>>>

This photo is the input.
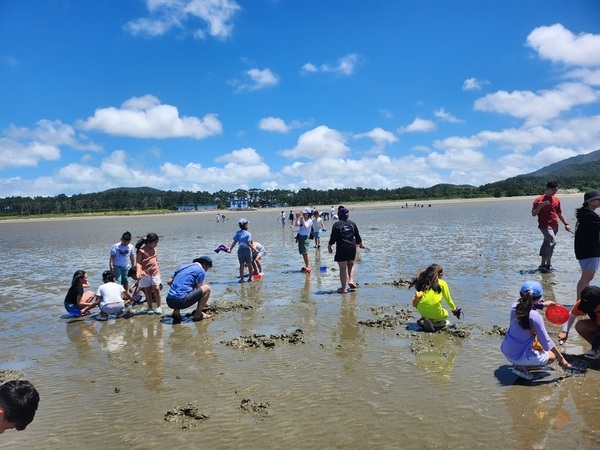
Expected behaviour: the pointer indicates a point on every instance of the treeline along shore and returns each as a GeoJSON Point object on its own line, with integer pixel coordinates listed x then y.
{"type": "Point", "coordinates": [146, 200]}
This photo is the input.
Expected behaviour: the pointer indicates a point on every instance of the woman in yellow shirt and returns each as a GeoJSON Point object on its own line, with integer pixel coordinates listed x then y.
{"type": "Point", "coordinates": [431, 289]}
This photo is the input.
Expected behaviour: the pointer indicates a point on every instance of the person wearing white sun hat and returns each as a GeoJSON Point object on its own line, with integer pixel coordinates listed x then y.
{"type": "Point", "coordinates": [304, 224]}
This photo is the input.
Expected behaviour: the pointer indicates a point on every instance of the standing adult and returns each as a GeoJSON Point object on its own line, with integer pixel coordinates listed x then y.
{"type": "Point", "coordinates": [345, 236]}
{"type": "Point", "coordinates": [548, 211]}
{"type": "Point", "coordinates": [187, 288]}
{"type": "Point", "coordinates": [304, 224]}
{"type": "Point", "coordinates": [587, 239]}
{"type": "Point", "coordinates": [122, 259]}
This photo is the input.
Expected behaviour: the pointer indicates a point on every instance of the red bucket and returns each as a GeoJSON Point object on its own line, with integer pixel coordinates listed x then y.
{"type": "Point", "coordinates": [557, 314]}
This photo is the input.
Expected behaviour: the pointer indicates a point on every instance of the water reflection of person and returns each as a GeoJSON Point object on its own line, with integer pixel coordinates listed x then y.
{"type": "Point", "coordinates": [536, 415]}
{"type": "Point", "coordinates": [152, 354]}
{"type": "Point", "coordinates": [349, 340]}
{"type": "Point", "coordinates": [81, 334]}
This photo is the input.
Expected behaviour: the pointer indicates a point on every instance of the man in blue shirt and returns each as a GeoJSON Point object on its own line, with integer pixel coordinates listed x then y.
{"type": "Point", "coordinates": [187, 288]}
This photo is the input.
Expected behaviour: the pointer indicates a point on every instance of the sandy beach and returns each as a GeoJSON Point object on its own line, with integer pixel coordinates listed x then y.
{"type": "Point", "coordinates": [284, 361]}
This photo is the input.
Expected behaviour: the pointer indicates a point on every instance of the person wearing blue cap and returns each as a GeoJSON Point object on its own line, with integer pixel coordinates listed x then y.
{"type": "Point", "coordinates": [187, 288]}
{"type": "Point", "coordinates": [243, 239]}
{"type": "Point", "coordinates": [527, 343]}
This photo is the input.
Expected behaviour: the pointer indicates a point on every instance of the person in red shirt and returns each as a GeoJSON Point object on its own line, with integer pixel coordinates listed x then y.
{"type": "Point", "coordinates": [548, 211]}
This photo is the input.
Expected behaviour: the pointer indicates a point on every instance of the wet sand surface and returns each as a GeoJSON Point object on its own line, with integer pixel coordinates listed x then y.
{"type": "Point", "coordinates": [283, 363]}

<<<

* Task details
Give the records again without a single change, and exclude the pictures.

* Completed exercise
This photo is the input.
Expected behaviour: the pointer indicates a point on every instance of the treeline along shore and returns each as a GeoJSON Point object on its own line, with integer pixel coordinates listed x then y.
{"type": "Point", "coordinates": [146, 200]}
This photo is the input.
Expected behaviour: the pointer indicates a point on every instance of the woman in yellow shirt and returns each as a GeoJSON Point object on its own line, with integer pixel coordinates listed x then y.
{"type": "Point", "coordinates": [431, 289]}
This photo is the input.
Expected behaviour: the pointer indicates a point on every instance of the person wearing white sun hat and returns each as a GeoJSON Point object on its own line, with integer pixel coordinates listed x then y.
{"type": "Point", "coordinates": [304, 224]}
This photo is the input.
Expected behaviour: the pointer indicates a point on every instance of the standing adult and returns each as a GeoJSON Point object on its own line, with integer pixel coordinates listed x then y.
{"type": "Point", "coordinates": [345, 236]}
{"type": "Point", "coordinates": [548, 211]}
{"type": "Point", "coordinates": [187, 288]}
{"type": "Point", "coordinates": [304, 224]}
{"type": "Point", "coordinates": [587, 239]}
{"type": "Point", "coordinates": [122, 259]}
This photo is the input.
Expected behaviour: the pointer indicates a point on every instance of the red bucket and returns each as a GeoJSON Point object on its own line, with integer pixel coordinates listed x then y.
{"type": "Point", "coordinates": [557, 314]}
This photo is the input.
Expected behaviour: the pointer indicates a point on every instance of the water reflection of person and returns each as a GeoJSON Point object on its own line, with integer pixel coordinates listed x then y.
{"type": "Point", "coordinates": [536, 415]}
{"type": "Point", "coordinates": [152, 354]}
{"type": "Point", "coordinates": [349, 340]}
{"type": "Point", "coordinates": [81, 334]}
This photo is the input.
Expected behaviour: the pointer indicates a point on every instance of the man in blue shirt and returns each as a GeoJSON Point object on its own line, with integer pixel coordinates listed x then y.
{"type": "Point", "coordinates": [187, 288]}
This photo is the input.
Expected behaviour: the pointer indicates a point on every instance of the sandy beach and returns each as a GeoJSON Point object on its own line, with integer pixel coordinates listed x then y.
{"type": "Point", "coordinates": [284, 361]}
This photo is the input.
Expected behaviour: the pointer indicates a point on every instance of the person wearing blue cap and returns each as a GeoJSON Point object on its own line, with integer pixel coordinates listed x then y.
{"type": "Point", "coordinates": [187, 288]}
{"type": "Point", "coordinates": [243, 239]}
{"type": "Point", "coordinates": [527, 343]}
This photo is the input.
Expected behaviour: the pointer indicates a point on every instance of the person in red shirt and returns each as a GeoJSON Point object on its own line, with integer pixel coordinates listed x then y.
{"type": "Point", "coordinates": [548, 211]}
This photo is the input.
Expected behaviour: the pointer indicates a point on every instance of the wet sand surface and returns each as a GeoJSON Point object on its own line, with integer pixel coordinates listed x then y.
{"type": "Point", "coordinates": [283, 363]}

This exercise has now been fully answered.